**SOURCE:**

Wednesday, 6 March 2013

Dating Site Disaster

So single followers ... I have not been online the last week due to me not having a life! But instead I shall explain what my experience has been on a free dating site.

I have to say, for a confidence boost it is the greatest thing I have ever come across! But if you are looking for love you won't find it. All you'll find is a bunch of dicks (quite literally). I must have been sent over 100 penis' since I joined last year. I mean come on boys don't be such douchebags. Just because you send a picture of your erection to a girl and she doesn't send you one back - she's not frigid, she just thinks you're a bell end! 
I know part of it is my fault for giving out my number but in my defense, they seemed perfectly normal on the site, until obviously they get a bit horny and want to prove they are man enough. And some men are just plain weird! After two days of chatting, you want us to start seeing each other? I mean please - that is never going to happen.

**CHALLENGE 1:** Report each line of the entries that contains the string "vent", treating uppercase and lowercase letters as distinct.
**CHALLENGE 2:** Extend the blog post about experiences on a free dating site, beginning immediately after its final sentence.
The text and the entries that follow it were taken from unrelated sources.

**SUPPLIED RECORDS:**
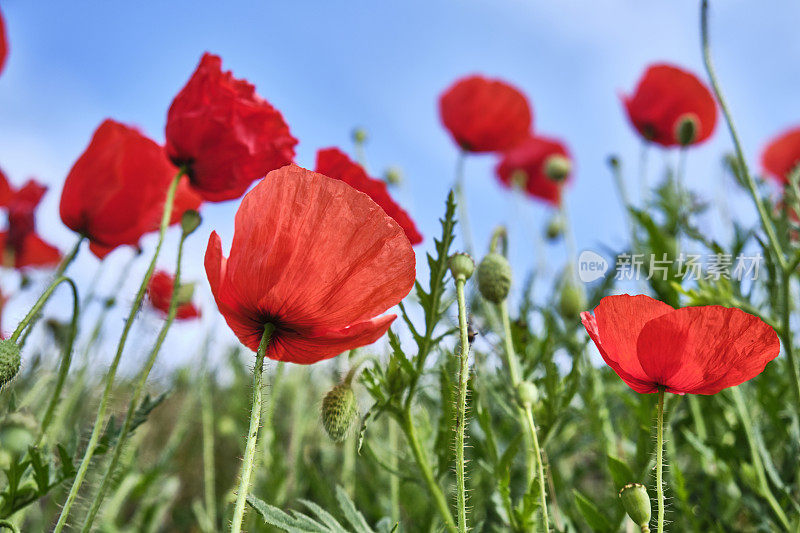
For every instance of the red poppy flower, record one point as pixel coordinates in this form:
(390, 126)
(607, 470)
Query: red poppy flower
(335, 164)
(224, 134)
(3, 43)
(316, 259)
(159, 291)
(116, 190)
(694, 350)
(485, 115)
(782, 155)
(528, 164)
(21, 246)
(664, 97)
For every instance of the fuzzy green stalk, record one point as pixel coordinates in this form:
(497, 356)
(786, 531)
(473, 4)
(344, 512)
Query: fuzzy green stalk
(758, 465)
(112, 371)
(660, 459)
(66, 360)
(766, 222)
(427, 473)
(138, 390)
(526, 413)
(461, 404)
(461, 200)
(252, 434)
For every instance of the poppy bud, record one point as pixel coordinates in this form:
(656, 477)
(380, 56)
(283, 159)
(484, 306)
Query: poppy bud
(686, 129)
(557, 168)
(555, 228)
(461, 265)
(190, 220)
(339, 411)
(393, 176)
(572, 300)
(9, 361)
(637, 504)
(359, 135)
(527, 393)
(494, 277)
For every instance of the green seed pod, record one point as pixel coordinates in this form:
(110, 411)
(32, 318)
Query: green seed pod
(339, 411)
(494, 277)
(557, 168)
(9, 361)
(461, 265)
(572, 300)
(686, 129)
(527, 393)
(190, 221)
(636, 502)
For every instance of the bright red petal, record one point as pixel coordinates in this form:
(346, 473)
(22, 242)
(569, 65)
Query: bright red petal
(615, 329)
(335, 164)
(702, 350)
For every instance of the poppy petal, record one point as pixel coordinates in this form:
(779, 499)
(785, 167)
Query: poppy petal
(615, 328)
(702, 350)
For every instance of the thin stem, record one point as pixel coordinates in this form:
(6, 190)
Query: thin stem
(252, 434)
(66, 360)
(766, 222)
(660, 459)
(138, 390)
(436, 492)
(462, 404)
(461, 200)
(526, 415)
(112, 371)
(758, 465)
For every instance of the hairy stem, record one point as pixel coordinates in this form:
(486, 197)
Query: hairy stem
(252, 434)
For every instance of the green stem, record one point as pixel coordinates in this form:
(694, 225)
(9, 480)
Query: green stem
(758, 465)
(766, 222)
(526, 415)
(660, 459)
(462, 404)
(252, 435)
(436, 492)
(138, 390)
(112, 371)
(461, 199)
(66, 360)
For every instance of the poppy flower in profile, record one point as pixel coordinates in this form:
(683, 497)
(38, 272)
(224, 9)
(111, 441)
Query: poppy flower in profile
(671, 107)
(485, 115)
(337, 165)
(116, 190)
(159, 292)
(539, 166)
(224, 134)
(3, 43)
(21, 246)
(782, 155)
(316, 259)
(693, 350)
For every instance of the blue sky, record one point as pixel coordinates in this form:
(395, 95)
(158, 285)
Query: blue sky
(331, 66)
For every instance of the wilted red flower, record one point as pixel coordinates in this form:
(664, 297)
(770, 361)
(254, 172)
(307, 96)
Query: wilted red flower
(116, 190)
(3, 43)
(485, 115)
(665, 96)
(694, 350)
(335, 164)
(530, 164)
(21, 246)
(782, 155)
(159, 291)
(224, 134)
(316, 259)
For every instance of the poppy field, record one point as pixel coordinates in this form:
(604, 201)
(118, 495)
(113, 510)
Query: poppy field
(358, 371)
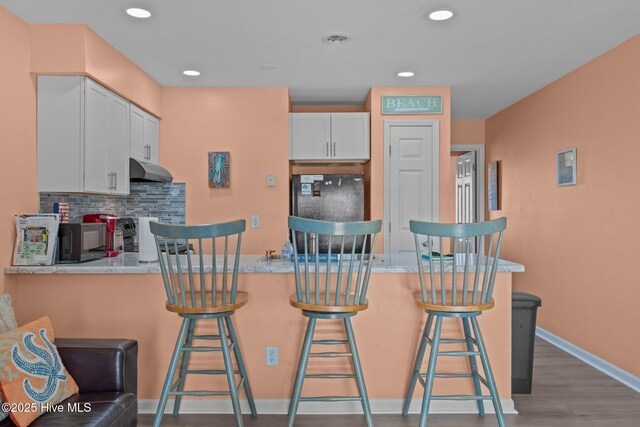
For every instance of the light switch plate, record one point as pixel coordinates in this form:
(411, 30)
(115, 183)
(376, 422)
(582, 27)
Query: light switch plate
(271, 356)
(271, 180)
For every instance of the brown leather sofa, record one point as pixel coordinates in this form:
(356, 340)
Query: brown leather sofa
(106, 371)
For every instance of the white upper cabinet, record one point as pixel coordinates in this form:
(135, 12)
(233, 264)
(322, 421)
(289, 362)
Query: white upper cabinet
(145, 136)
(83, 137)
(329, 136)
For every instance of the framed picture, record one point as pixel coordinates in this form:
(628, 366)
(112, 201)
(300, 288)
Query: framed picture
(492, 187)
(219, 173)
(566, 167)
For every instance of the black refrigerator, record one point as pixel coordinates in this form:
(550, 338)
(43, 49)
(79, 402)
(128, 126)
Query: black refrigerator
(338, 198)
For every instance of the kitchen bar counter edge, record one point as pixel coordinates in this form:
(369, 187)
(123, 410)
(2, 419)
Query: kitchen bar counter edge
(128, 263)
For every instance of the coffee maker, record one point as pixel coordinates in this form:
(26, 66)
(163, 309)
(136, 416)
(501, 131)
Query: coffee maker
(110, 221)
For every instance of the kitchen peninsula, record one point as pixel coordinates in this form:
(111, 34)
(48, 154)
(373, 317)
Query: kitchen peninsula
(122, 297)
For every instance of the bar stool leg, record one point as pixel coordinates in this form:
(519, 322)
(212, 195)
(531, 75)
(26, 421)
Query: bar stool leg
(170, 374)
(359, 377)
(302, 368)
(416, 367)
(241, 367)
(473, 364)
(488, 373)
(226, 354)
(184, 364)
(431, 371)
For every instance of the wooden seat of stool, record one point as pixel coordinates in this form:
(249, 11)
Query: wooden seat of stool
(458, 308)
(241, 299)
(322, 308)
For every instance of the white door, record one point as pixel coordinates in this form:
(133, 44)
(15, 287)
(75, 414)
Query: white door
(96, 173)
(350, 136)
(412, 179)
(310, 136)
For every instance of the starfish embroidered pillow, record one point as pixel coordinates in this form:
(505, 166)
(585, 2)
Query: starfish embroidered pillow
(32, 376)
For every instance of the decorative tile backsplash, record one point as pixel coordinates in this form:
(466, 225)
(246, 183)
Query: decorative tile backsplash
(167, 201)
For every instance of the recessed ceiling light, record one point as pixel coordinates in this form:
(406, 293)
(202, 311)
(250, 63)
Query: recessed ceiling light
(336, 38)
(138, 13)
(440, 14)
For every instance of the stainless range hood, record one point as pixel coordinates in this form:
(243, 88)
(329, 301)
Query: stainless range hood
(140, 171)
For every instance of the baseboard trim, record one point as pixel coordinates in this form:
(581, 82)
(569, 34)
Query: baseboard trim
(281, 406)
(618, 374)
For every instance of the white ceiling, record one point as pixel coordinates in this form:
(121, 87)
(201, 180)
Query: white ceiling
(493, 53)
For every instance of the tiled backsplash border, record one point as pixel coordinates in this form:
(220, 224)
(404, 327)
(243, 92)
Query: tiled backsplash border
(167, 201)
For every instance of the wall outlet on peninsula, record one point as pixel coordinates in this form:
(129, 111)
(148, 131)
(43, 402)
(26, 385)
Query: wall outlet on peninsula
(271, 356)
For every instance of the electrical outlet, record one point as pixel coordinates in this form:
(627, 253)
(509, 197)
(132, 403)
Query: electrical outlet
(272, 356)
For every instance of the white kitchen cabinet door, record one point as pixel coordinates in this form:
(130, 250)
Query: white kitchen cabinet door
(310, 136)
(83, 137)
(145, 136)
(96, 172)
(350, 136)
(152, 138)
(329, 136)
(136, 125)
(118, 144)
(60, 134)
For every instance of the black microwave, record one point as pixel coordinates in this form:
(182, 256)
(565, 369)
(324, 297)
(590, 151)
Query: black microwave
(78, 242)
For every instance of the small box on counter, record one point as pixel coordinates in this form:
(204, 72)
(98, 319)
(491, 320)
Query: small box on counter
(36, 239)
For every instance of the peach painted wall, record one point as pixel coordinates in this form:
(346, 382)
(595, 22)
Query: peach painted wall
(467, 131)
(253, 125)
(73, 49)
(376, 165)
(18, 129)
(580, 242)
(132, 306)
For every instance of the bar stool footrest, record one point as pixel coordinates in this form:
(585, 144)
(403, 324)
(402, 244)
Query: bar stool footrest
(331, 354)
(330, 342)
(460, 397)
(330, 376)
(209, 372)
(199, 393)
(330, 399)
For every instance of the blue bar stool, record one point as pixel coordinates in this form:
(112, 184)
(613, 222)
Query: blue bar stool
(328, 299)
(464, 297)
(195, 292)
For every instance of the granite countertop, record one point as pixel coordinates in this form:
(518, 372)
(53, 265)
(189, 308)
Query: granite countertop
(128, 263)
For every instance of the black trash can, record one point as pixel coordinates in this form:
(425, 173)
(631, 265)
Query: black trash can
(523, 334)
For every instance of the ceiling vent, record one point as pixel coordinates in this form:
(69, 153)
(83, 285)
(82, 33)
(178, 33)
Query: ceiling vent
(336, 38)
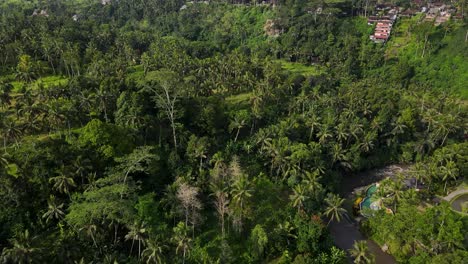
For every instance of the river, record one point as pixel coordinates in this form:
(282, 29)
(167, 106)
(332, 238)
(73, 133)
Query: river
(346, 232)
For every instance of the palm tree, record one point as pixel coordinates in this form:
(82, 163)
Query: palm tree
(5, 97)
(341, 133)
(324, 133)
(360, 253)
(154, 252)
(238, 123)
(90, 231)
(62, 183)
(312, 181)
(54, 211)
(241, 191)
(81, 165)
(137, 232)
(11, 130)
(396, 187)
(182, 240)
(449, 172)
(22, 250)
(334, 208)
(314, 123)
(299, 197)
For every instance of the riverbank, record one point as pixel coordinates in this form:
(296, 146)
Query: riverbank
(346, 232)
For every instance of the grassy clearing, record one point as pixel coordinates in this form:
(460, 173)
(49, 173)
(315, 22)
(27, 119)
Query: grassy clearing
(238, 101)
(299, 68)
(47, 81)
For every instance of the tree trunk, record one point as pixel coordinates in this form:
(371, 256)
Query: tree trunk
(424, 48)
(131, 249)
(237, 134)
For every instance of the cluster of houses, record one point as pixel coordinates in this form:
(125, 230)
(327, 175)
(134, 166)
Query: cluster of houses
(436, 12)
(439, 13)
(383, 27)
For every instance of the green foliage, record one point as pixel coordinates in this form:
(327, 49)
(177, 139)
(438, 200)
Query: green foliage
(216, 132)
(107, 139)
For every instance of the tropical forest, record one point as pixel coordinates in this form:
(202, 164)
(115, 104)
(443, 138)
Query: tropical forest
(233, 131)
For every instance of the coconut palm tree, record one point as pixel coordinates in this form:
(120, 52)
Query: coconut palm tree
(449, 172)
(90, 231)
(22, 251)
(182, 240)
(312, 181)
(54, 211)
(154, 252)
(299, 197)
(334, 209)
(137, 233)
(62, 183)
(241, 191)
(360, 253)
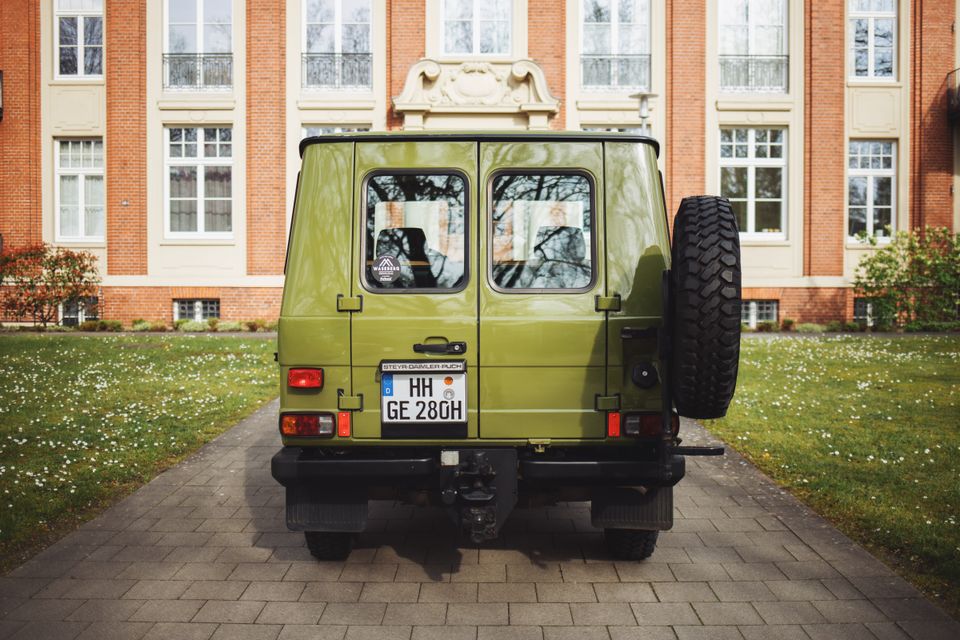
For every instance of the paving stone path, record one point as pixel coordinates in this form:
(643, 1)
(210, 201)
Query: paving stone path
(202, 552)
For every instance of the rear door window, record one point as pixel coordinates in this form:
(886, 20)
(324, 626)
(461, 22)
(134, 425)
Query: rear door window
(542, 235)
(415, 232)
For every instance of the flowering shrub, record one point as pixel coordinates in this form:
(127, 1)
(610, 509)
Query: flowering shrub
(39, 278)
(915, 278)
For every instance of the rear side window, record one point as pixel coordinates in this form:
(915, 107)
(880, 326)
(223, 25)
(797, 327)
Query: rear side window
(415, 232)
(542, 236)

**RESULT 1:**
For every instance of the ceiling vent, record one point as pixel coordinates in this form:
Query: ceiling vent

**RESULT 2:**
These men (I am generalising and understand that it's not all men) just want to get their willy's wet and don't actually give a fuck about you. 
So maybe it's time to get off this site and try socialising. 



Next weeks mission - invite my exs to a house party, see who shows up and how many get jealous of each other, even though they all have their own girlfriends!

Friday, 22 February 2013

Mr Muscle and the Cage Fight

As I said last week, I went to a cage fight on Saturday and I was surprised how informal it was. I went with a friend who knew one of the fighters. He also managed to wangle two of his other fighter buddies to come along, which I did not mind at all as one was gorgeous. 


So we all got dressed up in heels and face full of make up prepared for the dolled up girls of Woking to be looking better than us anyway. No such luck. I was in jeans, heels and a blazer and was probably the smartest one in there! (Tell a lie: one middle aged woman wore a lilac body-con that looked like she had been squeezed into it like a sausage!!!)
Then onto the male fights - much more my cup of tea. As the fighters entered the ring the smell of testosterone filled the venue and was almost intoxicating. Maybe it didn't help that all they served was beer -and I'd already had two! I felt like I was in a cartoon world that turned all the males in the venue into steroid infused, drunken cavemen!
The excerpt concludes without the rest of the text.